Retype the listing below, starting at the line that contains "Put one point on every instance of the black bollard" and continuing through the last line of the listing. Include both the first and the last line.
◇ ◇ ◇ ◇
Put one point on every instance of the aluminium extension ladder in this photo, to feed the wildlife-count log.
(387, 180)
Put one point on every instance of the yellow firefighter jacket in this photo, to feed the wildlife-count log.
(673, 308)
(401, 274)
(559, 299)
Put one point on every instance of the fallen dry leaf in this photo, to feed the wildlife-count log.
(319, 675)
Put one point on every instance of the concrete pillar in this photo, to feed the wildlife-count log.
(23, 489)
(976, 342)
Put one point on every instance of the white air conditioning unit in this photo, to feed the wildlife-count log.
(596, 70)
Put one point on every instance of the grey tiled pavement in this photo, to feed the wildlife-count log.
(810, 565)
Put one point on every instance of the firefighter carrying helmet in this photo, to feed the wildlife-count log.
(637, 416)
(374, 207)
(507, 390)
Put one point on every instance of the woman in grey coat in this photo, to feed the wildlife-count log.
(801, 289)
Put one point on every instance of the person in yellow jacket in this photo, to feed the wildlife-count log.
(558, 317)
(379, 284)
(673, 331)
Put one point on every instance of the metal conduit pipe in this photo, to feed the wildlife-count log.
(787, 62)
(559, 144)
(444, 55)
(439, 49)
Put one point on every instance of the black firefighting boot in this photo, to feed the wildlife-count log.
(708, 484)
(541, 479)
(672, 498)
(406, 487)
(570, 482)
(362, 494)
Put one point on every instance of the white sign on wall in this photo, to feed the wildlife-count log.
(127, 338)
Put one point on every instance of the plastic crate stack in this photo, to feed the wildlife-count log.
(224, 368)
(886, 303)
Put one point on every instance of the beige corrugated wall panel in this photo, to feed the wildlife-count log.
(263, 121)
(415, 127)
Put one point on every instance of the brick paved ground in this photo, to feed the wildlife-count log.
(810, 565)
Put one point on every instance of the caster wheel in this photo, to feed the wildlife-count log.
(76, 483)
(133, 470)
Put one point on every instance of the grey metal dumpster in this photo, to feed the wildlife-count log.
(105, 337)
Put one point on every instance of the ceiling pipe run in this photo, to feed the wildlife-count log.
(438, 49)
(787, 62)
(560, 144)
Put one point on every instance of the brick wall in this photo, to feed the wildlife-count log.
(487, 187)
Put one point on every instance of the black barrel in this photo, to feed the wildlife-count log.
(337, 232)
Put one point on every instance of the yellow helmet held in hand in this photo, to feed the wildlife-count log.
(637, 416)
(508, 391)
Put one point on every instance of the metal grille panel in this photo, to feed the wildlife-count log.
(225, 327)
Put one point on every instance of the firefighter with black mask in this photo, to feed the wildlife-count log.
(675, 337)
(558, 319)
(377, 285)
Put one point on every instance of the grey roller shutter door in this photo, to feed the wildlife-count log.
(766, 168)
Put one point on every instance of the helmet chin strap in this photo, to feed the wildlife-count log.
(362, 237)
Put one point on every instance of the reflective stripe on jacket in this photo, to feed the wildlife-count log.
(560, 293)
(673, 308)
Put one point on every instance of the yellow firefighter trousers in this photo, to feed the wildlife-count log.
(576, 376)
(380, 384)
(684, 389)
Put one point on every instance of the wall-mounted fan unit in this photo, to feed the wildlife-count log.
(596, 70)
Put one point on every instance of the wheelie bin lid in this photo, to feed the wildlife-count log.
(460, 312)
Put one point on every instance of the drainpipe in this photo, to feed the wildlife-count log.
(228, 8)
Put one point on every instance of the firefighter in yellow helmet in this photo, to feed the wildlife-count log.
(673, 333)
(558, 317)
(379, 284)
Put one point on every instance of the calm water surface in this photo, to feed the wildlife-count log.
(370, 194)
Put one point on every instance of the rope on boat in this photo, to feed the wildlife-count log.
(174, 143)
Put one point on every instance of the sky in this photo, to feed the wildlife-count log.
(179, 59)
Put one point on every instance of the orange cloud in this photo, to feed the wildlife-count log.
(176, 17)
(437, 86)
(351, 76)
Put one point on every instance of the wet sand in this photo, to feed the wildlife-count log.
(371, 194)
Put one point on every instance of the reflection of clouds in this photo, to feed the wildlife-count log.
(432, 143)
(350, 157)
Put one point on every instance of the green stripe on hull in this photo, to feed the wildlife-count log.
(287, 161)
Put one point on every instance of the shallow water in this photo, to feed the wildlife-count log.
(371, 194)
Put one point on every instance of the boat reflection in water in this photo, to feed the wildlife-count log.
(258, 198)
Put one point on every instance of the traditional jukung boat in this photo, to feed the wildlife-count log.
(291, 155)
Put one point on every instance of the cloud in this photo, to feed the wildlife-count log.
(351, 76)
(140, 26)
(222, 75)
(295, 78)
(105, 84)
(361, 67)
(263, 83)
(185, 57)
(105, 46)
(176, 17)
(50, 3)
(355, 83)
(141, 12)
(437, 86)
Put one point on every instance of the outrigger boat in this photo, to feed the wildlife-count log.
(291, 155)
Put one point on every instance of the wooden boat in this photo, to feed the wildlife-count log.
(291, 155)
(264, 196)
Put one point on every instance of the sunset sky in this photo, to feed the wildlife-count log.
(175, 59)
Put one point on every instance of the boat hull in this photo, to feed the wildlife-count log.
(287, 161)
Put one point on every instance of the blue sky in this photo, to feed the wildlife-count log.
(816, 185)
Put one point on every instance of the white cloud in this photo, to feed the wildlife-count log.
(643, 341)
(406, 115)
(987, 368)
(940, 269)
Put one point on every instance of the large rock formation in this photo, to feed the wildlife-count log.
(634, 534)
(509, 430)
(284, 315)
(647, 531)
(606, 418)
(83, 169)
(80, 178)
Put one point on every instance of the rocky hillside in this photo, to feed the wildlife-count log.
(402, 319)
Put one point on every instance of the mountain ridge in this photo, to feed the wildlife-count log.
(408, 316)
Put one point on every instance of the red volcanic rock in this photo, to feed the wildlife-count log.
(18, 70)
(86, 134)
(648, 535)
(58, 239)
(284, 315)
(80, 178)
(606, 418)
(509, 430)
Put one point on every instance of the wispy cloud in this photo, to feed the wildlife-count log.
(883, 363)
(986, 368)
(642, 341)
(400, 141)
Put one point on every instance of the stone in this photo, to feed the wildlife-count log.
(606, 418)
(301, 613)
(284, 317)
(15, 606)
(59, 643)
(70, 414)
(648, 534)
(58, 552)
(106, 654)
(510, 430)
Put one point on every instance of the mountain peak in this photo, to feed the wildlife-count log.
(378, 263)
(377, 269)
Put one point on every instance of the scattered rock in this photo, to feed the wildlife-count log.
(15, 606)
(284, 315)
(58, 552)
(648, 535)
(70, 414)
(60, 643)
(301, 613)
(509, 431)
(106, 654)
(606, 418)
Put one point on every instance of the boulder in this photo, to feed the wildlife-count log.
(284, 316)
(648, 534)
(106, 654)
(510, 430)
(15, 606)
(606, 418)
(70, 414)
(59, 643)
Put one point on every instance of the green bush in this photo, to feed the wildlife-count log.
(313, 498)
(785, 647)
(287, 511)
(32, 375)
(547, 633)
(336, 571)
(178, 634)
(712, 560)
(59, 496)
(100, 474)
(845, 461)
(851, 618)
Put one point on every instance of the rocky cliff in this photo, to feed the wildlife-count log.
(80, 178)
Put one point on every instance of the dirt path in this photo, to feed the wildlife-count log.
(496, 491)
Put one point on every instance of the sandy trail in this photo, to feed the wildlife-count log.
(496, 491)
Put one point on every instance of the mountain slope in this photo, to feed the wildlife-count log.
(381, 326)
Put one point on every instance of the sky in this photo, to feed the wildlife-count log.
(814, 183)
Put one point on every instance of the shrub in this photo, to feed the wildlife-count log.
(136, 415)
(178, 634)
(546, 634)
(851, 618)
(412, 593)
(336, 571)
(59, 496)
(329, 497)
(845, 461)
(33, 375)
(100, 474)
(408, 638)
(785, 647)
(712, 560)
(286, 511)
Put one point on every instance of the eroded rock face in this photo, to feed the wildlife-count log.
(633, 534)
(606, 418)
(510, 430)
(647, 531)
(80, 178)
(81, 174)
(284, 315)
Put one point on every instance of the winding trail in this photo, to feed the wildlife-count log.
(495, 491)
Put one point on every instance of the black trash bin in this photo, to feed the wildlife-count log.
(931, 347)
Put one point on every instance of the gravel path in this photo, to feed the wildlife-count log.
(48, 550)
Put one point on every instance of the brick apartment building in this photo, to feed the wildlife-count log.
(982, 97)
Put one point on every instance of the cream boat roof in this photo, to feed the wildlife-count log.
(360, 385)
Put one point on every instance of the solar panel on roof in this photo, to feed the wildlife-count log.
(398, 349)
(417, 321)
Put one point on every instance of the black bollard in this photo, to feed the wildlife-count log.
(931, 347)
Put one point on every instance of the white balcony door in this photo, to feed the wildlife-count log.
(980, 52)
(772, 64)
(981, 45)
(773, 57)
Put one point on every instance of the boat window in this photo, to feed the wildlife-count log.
◇ ◇ ◇ ◇
* **Result below**:
Put one point on every instance of the black bollard in this photo, to feed the wildlife-count log.
(931, 347)
Put one point on every instance of the white balcony door in this photo, to feed the wildlife-count log.
(980, 52)
(772, 64)
(981, 45)
(773, 57)
Put one point on every instance of the boat window in this photo, to feed the wildlife-count log.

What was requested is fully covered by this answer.